━━━━━ SOURCE MATERIAL

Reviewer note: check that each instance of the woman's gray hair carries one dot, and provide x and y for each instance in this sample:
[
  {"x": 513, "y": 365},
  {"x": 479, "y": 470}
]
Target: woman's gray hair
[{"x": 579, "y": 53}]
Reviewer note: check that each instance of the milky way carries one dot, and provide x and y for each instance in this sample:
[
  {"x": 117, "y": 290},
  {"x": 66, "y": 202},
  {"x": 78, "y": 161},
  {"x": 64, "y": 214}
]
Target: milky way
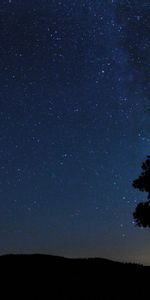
[{"x": 74, "y": 126}]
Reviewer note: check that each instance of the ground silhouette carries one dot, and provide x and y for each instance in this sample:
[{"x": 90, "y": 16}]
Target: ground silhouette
[
  {"x": 141, "y": 214},
  {"x": 51, "y": 277}
]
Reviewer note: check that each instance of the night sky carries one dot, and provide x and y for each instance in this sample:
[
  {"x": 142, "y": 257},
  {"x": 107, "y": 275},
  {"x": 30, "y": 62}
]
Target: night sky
[{"x": 74, "y": 126}]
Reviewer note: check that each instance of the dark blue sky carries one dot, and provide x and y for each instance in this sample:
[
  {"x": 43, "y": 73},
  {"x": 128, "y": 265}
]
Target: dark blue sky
[{"x": 74, "y": 126}]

━━━━━━━━━━

Rewrite all the entries above, changing every "Reviewer note" to "Checker note" and keeping everything else the same. Leave out the pictures.

**RESULT OF THE EXERCISE:**
Checker note: check that each instance of the woman's gray hair carries one dot, and provide x and y for each instance in this sample:
[
  {"x": 513, "y": 365},
  {"x": 479, "y": 470}
]
Target: woman's gray hair
[{"x": 579, "y": 53}]
Checker note: check that each instance of the milky way carries one dot, and provide x and y for each instance in this sample:
[
  {"x": 117, "y": 290},
  {"x": 66, "y": 202},
  {"x": 78, "y": 161},
  {"x": 64, "y": 214}
]
Target: milky way
[{"x": 74, "y": 126}]
Checker note: check that each instance of the ground silhouette carries one dot, and provide x and y for each instance in this sample:
[{"x": 90, "y": 16}]
Target: ground silhouette
[
  {"x": 141, "y": 214},
  {"x": 51, "y": 277}
]
Checker note: check that each instance of the night sky carries one dot, and provide x and y for each instance in this sample:
[
  {"x": 142, "y": 257},
  {"x": 107, "y": 275},
  {"x": 30, "y": 62}
]
Target: night sky
[{"x": 74, "y": 126}]
Checker note: check that each instance of the dark blue sky carries one dot, and provide x and y for each instance in this sample:
[
  {"x": 43, "y": 73},
  {"x": 128, "y": 265}
]
Target: dark blue sky
[{"x": 74, "y": 126}]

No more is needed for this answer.